— begin TASK INPUTS —

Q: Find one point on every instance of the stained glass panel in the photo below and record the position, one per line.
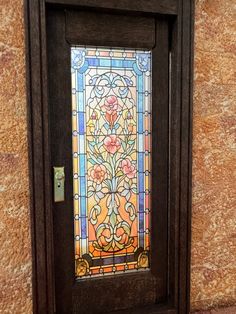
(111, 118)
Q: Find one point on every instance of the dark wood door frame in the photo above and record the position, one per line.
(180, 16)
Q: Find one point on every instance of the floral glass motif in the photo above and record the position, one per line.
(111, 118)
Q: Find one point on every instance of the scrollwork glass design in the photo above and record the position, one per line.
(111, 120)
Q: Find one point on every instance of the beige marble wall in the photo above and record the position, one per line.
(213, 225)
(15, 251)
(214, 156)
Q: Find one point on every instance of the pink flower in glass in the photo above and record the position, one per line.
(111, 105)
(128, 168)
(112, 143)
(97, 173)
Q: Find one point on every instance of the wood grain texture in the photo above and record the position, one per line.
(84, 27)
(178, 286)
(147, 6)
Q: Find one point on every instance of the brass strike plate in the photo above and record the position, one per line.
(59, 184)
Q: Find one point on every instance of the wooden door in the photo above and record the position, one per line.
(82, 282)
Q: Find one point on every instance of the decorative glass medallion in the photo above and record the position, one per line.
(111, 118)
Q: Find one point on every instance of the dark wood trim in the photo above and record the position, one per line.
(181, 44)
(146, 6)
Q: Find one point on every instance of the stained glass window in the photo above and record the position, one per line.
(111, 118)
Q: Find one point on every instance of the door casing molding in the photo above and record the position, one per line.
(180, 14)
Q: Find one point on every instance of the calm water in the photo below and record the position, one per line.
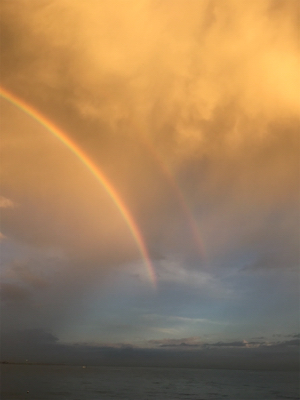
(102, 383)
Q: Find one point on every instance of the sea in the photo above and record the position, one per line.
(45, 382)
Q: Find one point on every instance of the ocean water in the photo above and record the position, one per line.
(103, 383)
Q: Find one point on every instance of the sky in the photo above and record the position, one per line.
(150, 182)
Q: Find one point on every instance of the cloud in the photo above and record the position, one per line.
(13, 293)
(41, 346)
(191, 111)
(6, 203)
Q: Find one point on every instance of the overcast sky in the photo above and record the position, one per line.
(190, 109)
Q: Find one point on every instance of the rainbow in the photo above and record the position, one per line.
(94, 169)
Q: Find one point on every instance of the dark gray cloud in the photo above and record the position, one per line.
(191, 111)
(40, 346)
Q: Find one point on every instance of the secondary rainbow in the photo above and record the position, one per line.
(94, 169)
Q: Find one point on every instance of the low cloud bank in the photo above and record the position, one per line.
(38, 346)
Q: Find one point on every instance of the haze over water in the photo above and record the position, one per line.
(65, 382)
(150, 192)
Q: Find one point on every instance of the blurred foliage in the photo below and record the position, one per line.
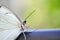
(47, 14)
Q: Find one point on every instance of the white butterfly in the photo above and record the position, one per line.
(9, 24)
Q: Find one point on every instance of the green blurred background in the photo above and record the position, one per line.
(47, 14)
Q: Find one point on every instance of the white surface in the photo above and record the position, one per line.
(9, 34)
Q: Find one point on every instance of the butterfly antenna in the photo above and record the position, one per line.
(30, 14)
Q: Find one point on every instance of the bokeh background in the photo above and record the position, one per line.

— end TASK INPUTS —
— begin TASK INPUTS —

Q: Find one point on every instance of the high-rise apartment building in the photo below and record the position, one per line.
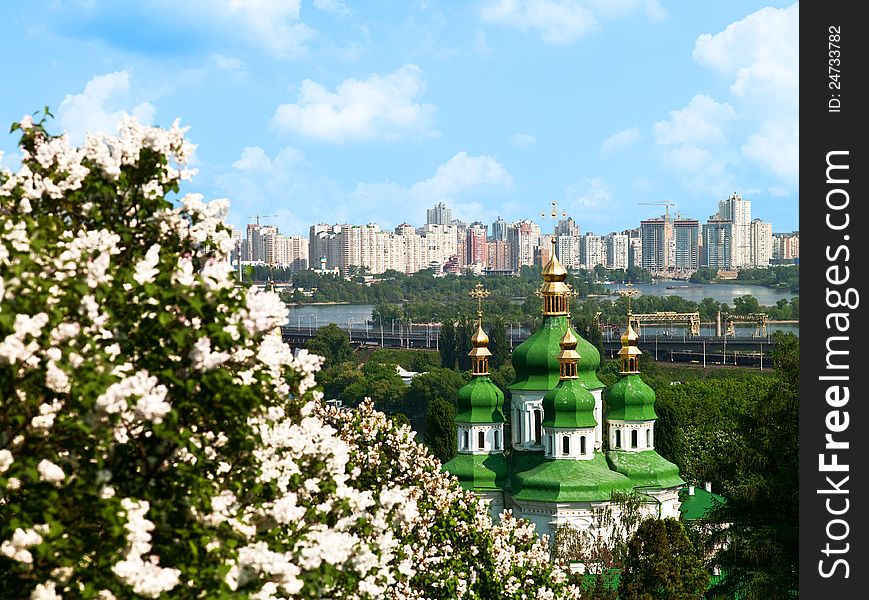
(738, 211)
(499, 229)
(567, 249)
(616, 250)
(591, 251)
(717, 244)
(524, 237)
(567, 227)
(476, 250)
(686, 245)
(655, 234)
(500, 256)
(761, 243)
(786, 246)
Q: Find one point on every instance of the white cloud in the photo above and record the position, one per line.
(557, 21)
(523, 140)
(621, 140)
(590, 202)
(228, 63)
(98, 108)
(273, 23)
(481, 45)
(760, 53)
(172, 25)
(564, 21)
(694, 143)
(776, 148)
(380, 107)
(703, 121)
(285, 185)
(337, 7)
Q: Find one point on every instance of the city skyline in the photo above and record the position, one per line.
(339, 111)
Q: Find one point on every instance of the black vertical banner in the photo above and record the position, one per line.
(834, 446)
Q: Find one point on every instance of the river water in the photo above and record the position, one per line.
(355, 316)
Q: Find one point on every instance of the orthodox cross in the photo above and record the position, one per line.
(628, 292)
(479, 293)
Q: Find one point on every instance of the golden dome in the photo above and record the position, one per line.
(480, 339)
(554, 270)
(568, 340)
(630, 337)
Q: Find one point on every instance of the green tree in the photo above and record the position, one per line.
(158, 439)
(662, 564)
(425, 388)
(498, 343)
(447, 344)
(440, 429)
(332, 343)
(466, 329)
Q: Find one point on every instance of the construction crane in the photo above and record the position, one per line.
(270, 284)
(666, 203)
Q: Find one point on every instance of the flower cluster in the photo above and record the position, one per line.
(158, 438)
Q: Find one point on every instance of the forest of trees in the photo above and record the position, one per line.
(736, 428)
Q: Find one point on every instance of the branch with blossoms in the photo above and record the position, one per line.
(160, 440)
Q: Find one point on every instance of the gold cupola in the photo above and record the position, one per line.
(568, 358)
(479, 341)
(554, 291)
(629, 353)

— end TASK INPUTS —

> [TASK TO COMPLETE]: Rewrite the material from the line that has "Q: Find one point on every instance of the white butterfly" through the line that has "Q: Find one point on every instance of the bokeh", both included, and give only those lines, requests and all. Scale every coordinate in the answers by 1.6 and round each to a whole number, with halves rounding up.

> [ANSWER TO THE PROBLEM]:
Q: Find one point on every instance of the white butterfly in the photo above and record the position, one per line.
(14, 38)
Q: Find one point on every instance of the green blurred background in the photo above and record the position, one per line.
(75, 22)
Q: Find one point on every instance of the white surface in the photo above and record the position, one per line.
(14, 54)
Q: Find one point on every instance of the butterfly antenna in the photo above and record the position, one per line.
(48, 22)
Q: Find one point on every instance of the bokeh background in the photo above and record the position, one per line.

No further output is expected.